::: Working data :::

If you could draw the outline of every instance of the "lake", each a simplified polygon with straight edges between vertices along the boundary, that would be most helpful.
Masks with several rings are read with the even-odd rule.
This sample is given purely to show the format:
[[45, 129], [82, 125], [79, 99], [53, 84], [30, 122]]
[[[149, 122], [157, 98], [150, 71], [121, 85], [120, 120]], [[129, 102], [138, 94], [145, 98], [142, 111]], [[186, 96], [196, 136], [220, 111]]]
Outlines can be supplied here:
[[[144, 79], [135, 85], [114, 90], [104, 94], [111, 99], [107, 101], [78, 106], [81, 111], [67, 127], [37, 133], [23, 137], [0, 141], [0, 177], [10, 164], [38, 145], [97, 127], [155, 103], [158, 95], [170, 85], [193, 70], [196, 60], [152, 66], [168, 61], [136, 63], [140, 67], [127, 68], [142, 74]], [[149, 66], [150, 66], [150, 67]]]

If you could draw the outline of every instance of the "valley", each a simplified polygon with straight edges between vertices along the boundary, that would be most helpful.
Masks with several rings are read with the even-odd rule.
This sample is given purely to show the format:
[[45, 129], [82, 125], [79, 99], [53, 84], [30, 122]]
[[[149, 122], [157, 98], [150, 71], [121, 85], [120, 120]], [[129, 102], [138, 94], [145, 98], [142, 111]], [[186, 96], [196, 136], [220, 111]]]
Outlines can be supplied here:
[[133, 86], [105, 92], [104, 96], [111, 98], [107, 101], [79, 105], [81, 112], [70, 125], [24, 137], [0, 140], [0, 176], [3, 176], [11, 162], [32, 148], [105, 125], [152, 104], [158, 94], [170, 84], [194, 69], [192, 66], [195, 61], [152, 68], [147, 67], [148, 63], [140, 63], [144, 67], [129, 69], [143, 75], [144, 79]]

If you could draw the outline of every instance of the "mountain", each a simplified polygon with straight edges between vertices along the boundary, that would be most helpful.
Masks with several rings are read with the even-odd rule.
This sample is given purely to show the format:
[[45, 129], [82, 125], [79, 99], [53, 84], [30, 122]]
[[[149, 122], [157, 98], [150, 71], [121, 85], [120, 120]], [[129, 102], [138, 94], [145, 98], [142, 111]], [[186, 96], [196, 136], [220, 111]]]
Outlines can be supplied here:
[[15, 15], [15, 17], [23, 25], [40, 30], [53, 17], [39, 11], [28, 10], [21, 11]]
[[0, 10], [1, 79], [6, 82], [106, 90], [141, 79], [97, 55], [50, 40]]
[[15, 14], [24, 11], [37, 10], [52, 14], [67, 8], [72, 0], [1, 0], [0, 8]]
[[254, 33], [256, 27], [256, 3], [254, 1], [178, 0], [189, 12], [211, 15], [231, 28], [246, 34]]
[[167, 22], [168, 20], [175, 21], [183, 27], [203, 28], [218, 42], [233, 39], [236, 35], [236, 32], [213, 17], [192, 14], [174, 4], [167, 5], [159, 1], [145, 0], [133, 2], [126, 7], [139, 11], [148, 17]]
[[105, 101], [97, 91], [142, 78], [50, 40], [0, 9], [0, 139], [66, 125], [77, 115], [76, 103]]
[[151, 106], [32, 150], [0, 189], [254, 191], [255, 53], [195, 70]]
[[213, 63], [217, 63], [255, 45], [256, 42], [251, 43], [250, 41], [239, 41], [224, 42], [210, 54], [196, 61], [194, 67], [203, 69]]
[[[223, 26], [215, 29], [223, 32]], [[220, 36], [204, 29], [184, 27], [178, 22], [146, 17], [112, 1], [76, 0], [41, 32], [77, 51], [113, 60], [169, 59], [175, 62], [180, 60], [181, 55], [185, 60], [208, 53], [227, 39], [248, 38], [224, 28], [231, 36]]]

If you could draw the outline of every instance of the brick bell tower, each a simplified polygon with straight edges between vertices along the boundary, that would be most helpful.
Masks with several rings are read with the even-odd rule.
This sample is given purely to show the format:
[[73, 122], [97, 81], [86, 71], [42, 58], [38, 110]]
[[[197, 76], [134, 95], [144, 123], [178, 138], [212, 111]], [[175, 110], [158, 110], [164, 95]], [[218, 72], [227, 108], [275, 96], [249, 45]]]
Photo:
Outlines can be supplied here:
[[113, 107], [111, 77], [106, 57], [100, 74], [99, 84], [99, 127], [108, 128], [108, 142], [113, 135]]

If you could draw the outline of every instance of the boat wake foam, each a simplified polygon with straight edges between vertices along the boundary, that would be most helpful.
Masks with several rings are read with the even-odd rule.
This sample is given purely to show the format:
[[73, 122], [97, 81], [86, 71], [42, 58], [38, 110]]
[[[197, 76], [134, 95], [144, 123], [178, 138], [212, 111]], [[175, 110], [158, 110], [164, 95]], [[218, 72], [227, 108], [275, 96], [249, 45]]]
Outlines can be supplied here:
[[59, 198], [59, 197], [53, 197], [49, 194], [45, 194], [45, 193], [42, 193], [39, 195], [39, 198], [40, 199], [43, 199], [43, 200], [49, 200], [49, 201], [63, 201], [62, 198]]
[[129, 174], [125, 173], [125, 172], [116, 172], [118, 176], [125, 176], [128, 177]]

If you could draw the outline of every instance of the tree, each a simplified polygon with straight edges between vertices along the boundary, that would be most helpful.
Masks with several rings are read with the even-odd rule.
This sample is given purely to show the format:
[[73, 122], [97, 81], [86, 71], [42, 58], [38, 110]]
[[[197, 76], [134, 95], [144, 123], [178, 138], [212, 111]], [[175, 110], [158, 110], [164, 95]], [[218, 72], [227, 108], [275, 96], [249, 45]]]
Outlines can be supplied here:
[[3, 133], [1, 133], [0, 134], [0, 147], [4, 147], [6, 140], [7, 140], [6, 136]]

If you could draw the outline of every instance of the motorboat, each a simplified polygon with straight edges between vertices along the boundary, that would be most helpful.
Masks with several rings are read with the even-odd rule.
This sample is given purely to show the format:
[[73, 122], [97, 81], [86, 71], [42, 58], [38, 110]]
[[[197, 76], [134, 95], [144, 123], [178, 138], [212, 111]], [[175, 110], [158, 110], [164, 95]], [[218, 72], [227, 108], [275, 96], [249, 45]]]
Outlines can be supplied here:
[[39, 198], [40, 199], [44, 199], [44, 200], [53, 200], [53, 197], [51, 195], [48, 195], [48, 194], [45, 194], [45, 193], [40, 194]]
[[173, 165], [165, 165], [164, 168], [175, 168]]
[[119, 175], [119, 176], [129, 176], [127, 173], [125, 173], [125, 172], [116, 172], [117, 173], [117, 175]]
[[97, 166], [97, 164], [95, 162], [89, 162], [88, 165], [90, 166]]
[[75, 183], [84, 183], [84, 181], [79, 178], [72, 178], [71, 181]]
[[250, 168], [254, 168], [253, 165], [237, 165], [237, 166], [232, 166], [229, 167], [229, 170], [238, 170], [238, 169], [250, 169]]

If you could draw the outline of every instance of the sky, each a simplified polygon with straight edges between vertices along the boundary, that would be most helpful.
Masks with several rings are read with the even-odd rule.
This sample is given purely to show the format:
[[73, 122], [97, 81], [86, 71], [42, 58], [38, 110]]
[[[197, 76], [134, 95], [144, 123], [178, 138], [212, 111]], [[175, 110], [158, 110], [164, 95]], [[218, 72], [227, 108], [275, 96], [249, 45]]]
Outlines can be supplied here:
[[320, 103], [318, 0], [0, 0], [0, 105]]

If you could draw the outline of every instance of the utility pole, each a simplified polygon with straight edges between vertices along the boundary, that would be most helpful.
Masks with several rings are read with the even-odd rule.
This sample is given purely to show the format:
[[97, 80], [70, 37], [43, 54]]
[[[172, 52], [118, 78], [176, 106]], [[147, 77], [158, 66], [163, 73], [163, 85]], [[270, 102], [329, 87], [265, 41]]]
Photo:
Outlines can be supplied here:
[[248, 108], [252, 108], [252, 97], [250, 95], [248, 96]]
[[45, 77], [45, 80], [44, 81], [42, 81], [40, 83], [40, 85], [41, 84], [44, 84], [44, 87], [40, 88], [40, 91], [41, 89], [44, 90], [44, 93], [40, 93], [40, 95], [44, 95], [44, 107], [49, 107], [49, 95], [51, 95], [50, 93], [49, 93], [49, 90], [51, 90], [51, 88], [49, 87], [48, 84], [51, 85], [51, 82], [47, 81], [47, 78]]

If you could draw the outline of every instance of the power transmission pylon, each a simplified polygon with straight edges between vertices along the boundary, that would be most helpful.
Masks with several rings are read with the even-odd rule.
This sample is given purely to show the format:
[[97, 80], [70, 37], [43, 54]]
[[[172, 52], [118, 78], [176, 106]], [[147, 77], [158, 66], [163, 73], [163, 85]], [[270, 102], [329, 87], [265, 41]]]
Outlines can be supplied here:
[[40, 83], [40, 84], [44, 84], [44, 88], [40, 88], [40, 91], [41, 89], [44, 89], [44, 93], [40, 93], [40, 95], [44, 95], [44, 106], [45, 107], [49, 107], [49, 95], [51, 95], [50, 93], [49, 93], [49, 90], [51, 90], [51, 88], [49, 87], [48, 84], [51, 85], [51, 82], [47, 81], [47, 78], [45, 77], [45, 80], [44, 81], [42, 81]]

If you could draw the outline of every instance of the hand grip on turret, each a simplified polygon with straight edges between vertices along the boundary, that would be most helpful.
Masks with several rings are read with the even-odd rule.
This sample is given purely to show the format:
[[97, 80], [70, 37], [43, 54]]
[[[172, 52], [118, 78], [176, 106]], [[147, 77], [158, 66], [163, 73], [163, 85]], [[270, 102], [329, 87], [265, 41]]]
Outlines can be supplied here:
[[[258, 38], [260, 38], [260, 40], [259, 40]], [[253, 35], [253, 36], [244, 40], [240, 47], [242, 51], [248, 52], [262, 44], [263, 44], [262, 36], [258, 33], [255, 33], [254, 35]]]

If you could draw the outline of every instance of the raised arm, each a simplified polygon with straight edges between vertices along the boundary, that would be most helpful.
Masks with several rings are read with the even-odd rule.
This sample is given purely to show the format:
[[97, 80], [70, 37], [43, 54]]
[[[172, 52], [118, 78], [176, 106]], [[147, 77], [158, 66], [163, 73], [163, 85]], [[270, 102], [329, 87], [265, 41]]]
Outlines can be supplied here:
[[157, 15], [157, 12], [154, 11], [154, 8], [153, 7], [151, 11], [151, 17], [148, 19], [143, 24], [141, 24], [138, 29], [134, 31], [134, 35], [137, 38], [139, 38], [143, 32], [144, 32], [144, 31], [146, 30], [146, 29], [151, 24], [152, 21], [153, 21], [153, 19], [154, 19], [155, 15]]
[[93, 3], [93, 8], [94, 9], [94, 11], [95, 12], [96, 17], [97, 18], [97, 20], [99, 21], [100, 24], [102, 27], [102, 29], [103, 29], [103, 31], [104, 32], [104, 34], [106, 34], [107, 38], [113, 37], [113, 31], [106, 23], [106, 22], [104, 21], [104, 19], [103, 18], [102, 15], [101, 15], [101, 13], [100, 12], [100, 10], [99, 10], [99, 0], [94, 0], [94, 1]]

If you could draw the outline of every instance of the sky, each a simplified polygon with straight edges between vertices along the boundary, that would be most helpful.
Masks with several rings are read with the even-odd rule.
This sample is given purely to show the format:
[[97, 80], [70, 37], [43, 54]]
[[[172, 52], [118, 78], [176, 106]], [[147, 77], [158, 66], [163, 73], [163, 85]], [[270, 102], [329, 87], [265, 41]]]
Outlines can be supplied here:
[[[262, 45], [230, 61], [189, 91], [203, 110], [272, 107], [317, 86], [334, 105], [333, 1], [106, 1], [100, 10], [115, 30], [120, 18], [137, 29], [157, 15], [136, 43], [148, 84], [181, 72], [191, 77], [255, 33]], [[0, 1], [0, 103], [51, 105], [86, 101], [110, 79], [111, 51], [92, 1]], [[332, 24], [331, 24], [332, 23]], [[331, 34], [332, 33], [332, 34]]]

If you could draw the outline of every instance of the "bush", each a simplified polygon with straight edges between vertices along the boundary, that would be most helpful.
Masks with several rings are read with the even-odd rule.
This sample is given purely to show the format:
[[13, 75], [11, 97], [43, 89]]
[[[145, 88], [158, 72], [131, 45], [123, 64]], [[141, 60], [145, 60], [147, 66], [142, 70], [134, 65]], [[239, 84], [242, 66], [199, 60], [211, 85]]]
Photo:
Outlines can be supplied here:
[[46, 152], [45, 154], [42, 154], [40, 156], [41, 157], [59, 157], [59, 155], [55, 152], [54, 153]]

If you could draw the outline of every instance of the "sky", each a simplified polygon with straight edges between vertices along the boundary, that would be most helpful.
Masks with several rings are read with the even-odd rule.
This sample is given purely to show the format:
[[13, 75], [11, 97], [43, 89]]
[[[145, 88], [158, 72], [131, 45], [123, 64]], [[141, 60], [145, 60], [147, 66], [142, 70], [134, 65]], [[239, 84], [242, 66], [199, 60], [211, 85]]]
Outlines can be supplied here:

:::

▶ _Given request_: Reproduce the lines from the one containing "of the brick" through the one containing "140], [6, 136]]", replacing "simplified polygon" with "simple polygon" and leaving everything else unchanged.

▶ _Final answer_:
If you could draw the outline of every instance of the brick bell tower, each a simple polygon with straight edges between vertices along the boundary, that would be most helpful.
Masks with several rings are read with the even-odd rule.
This sample is given purely to show the format:
[[73, 122], [97, 81], [86, 71], [42, 58], [38, 110]]
[[[197, 76], [134, 95], [144, 123], [178, 138], [212, 111]], [[175, 110], [158, 110], [164, 95]], [[218, 72], [227, 108], [275, 96], [249, 45]]]
Photo:
Outlines can be supplied here:
[[113, 107], [111, 77], [106, 57], [100, 74], [99, 84], [99, 127], [108, 128], [108, 142], [113, 135]]

If you could draw the outline of every instance of the boat wake foam, each a simple polygon with straight edges between vertices along the boundary, that would be most helpful.
Masks with several rings are read with the even-odd rule.
This sample is given purely to show the format:
[[73, 122], [97, 81], [86, 71], [42, 58], [38, 110]]
[[[197, 76], [134, 95], [144, 123], [178, 138], [212, 111]], [[175, 110], [158, 110], [164, 95]], [[218, 72], [227, 108], [275, 96], [249, 45]]]
Outlines can be supplied here:
[[59, 198], [59, 197], [53, 197], [49, 194], [45, 194], [45, 193], [42, 193], [39, 195], [39, 198], [40, 199], [43, 199], [43, 200], [49, 200], [49, 201], [63, 201], [62, 198]]
[[129, 174], [125, 173], [125, 172], [116, 172], [118, 176], [125, 176], [128, 177]]

If you could draw the outline of every instance of the tree, each a simple polygon with straight edges between vertices along the boundary, that would be most helpful.
Masks with several rings are read with the even-odd rule.
This sample is given purely to show the format:
[[73, 122], [97, 81], [86, 71], [42, 58], [38, 110]]
[[[197, 76], [134, 95], [144, 123], [178, 138], [212, 111]], [[175, 110], [158, 110], [164, 95]], [[218, 72], [227, 108], [275, 96], [249, 45]]]
Outlines can be supplied here:
[[3, 133], [1, 133], [0, 134], [0, 147], [4, 147], [6, 140], [7, 140], [6, 136]]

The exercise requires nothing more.